THE EXERCISE. Rewrite all of the items below, swapping every "with a single point" for "with one point" and keeping everything else the same. Leave the pictures out of your answer.

Collected data:
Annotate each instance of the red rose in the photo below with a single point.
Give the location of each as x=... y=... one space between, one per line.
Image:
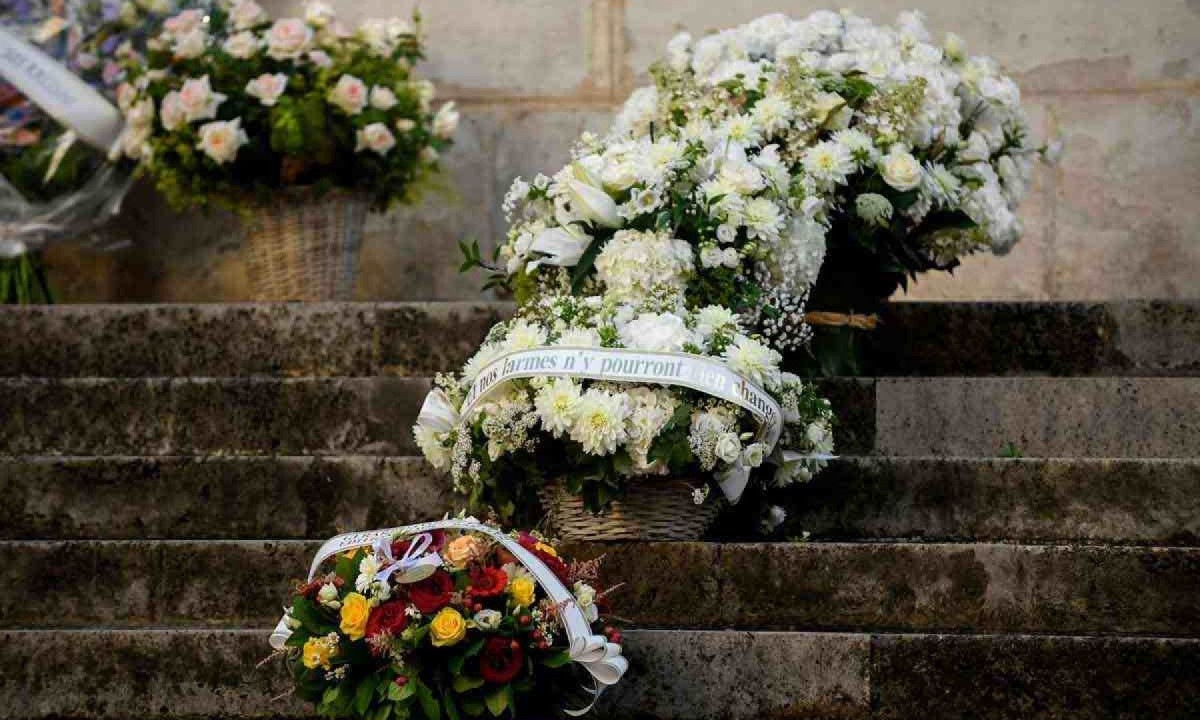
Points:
x=432 y=593
x=489 y=582
x=388 y=618
x=501 y=660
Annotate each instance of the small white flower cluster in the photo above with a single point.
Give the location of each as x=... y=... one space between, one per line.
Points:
x=863 y=112
x=532 y=426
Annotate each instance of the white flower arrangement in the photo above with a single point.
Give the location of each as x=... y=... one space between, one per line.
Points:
x=598 y=435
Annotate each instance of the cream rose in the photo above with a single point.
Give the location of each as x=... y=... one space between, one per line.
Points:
x=377 y=138
x=221 y=141
x=268 y=88
x=349 y=94
x=288 y=37
x=901 y=171
x=198 y=101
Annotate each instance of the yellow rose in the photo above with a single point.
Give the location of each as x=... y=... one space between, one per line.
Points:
x=355 y=611
x=462 y=550
x=448 y=628
x=317 y=653
x=521 y=589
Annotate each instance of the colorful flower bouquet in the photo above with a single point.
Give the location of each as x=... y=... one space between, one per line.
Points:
x=609 y=401
x=298 y=123
x=447 y=619
x=904 y=155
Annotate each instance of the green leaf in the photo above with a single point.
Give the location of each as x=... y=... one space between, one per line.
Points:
x=363 y=695
x=497 y=701
x=557 y=660
x=430 y=705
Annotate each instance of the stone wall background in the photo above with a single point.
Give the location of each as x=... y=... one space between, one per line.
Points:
x=1119 y=217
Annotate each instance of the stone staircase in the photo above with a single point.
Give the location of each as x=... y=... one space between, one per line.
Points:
x=167 y=471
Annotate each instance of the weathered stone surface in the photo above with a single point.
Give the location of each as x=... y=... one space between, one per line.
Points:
x=1150 y=502
x=202 y=417
x=282 y=340
x=771 y=586
x=1054 y=46
x=677 y=676
x=1131 y=337
x=215 y=497
x=1023 y=677
x=1059 y=339
x=1127 y=502
x=1041 y=417
x=1126 y=213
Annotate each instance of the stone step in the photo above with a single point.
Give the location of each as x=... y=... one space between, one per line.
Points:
x=413 y=339
x=151 y=675
x=895 y=586
x=1128 y=502
x=901 y=417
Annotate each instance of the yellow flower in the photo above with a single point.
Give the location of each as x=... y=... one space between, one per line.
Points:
x=521 y=589
x=448 y=628
x=355 y=611
x=462 y=550
x=317 y=653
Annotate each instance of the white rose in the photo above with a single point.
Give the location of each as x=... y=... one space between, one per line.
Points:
x=655 y=333
x=729 y=447
x=445 y=121
x=382 y=99
x=753 y=455
x=268 y=88
x=191 y=43
x=288 y=37
x=198 y=101
x=246 y=13
x=901 y=171
x=592 y=203
x=377 y=138
x=328 y=595
x=349 y=94
x=221 y=141
x=489 y=619
x=241 y=46
x=318 y=15
x=172 y=112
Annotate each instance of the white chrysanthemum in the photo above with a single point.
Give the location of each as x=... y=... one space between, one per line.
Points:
x=556 y=405
x=634 y=264
x=754 y=360
x=600 y=421
x=828 y=163
x=430 y=443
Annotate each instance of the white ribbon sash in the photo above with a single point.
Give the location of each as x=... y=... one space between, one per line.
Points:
x=705 y=375
x=601 y=658
x=60 y=93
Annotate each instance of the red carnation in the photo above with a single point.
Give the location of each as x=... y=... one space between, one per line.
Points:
x=399 y=547
x=432 y=593
x=501 y=660
x=388 y=618
x=489 y=582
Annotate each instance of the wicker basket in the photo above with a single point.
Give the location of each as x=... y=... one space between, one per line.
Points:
x=299 y=249
x=651 y=509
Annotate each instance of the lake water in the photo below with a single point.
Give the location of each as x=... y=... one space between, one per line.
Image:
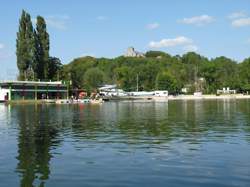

IN RESPONSE.
Annotate each instance of the red rose in the photo below with one point.
Give the location of each as x=... y=... one space between, one per line.
Image:
Points:
x=432 y=593
x=489 y=582
x=388 y=618
x=501 y=660
Annotate each instance of the small white flower cluster in the photo above with one point.
Give the location of each as x=... y=... one space between, one per line.
Points:
x=863 y=112
x=532 y=426
Annotate each instance of the white flower arrangement in the photo above with one point.
Give the location of each as x=... y=... one space between, one per line.
Points:
x=598 y=435
Annotate each instance of the cream rose in the photo above with one point.
Give the location of each as x=... y=... one space between, one per line.
Points:
x=377 y=138
x=221 y=141
x=268 y=88
x=349 y=94
x=288 y=37
x=901 y=171
x=198 y=101
Annotate each instance of the yellow rose in the photo above with one point.
Give the location of each as x=... y=... one space between, one per line.
Points:
x=355 y=611
x=462 y=550
x=448 y=628
x=317 y=653
x=521 y=589
Annotate each instance of the colorful flower bouquet in the photo above with one point.
Give the location of each as x=... y=... one space between, one per line.
Points:
x=609 y=401
x=298 y=123
x=447 y=619
x=904 y=155
Annotate each instance of the green leaf in the photo above with one point.
Give the location of each as x=... y=... one space between, one per line.
Points:
x=363 y=695
x=497 y=701
x=557 y=660
x=430 y=705
Annotate each instance of the stone wall background in the photo above with one point.
Give the location of each as x=... y=... one space between, one per line.
Points:
x=1119 y=217
Annotate each instance of the stone staircase in the photo above with one point.
Give the location of each as x=... y=... one space between, one per line.
Points:
x=167 y=471
Annotate each instance of the weathered stone surface in the photo above with one point.
Give the location of each as x=... y=... one space between, one per line.
Points:
x=1150 y=502
x=202 y=417
x=282 y=340
x=771 y=586
x=1054 y=46
x=677 y=676
x=1131 y=337
x=215 y=497
x=1023 y=677
x=1059 y=339
x=1127 y=502
x=1041 y=417
x=1126 y=213
Annotate each instance of the stone step in the photo above with one point.
Give the location of each as x=... y=... one space between, one per line.
Points:
x=413 y=339
x=151 y=675
x=895 y=586
x=1128 y=502
x=901 y=417
Annotate each instance of the yellow flower in the photo above with one point.
Give the location of each as x=... y=... one space between, one per line.
Points:
x=521 y=589
x=448 y=628
x=355 y=611
x=462 y=550
x=317 y=653
Annotate each instance of the white rose in the photo above with one point.
Give the location of each as x=... y=... one space between, one per line.
Points:
x=655 y=333
x=729 y=447
x=445 y=121
x=382 y=99
x=753 y=455
x=268 y=88
x=191 y=43
x=288 y=37
x=198 y=101
x=246 y=13
x=901 y=171
x=592 y=203
x=377 y=138
x=328 y=595
x=349 y=94
x=221 y=141
x=489 y=619
x=241 y=46
x=318 y=15
x=172 y=112
Annotate each instance of the white chrysanthemum in the photo above with one point.
Give the location of each as x=... y=... one space between, one per line.
Points:
x=556 y=405
x=634 y=264
x=754 y=360
x=600 y=421
x=828 y=163
x=430 y=443
Annotate each instance of the white ribbon sash in the photo above with one point.
Give the location of each as x=... y=... one space between, one per line.
Points:
x=705 y=375
x=601 y=658
x=60 y=93
Annotate each instance of the red carnation in the photo above with one point.
Give the location of each as x=... y=... one space between, one per line.
Points:
x=399 y=547
x=432 y=593
x=501 y=660
x=388 y=618
x=489 y=582
Annotate each instance of the wicker basket in the photo above with one point.
Give the location of each as x=... y=... one space between, one per line.
Points:
x=299 y=249
x=651 y=509
Annotate each instance of the lake water in the photo below with one point.
Give the location of each as x=... y=... one space between, one per line.
Image:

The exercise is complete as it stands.